Written task - Retype every line of the items below without changing anything, and leave the pictures out of your answer.

Materials provided -
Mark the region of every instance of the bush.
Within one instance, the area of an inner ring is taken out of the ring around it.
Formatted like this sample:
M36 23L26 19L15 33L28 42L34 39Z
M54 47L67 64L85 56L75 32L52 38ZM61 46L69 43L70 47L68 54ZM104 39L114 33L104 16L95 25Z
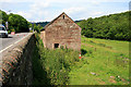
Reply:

Finished exercise -
Mark the region of every instance of the bush.
Within one instance, the area of an inner ring is taken out of the ring around it.
Formatted like this sample:
M36 23L26 19L15 33L28 42L34 39Z
M54 47L67 64L85 56L75 32L52 38ZM61 46L69 43L70 47L68 54ZM104 39L114 33L104 16L95 25Z
Reply:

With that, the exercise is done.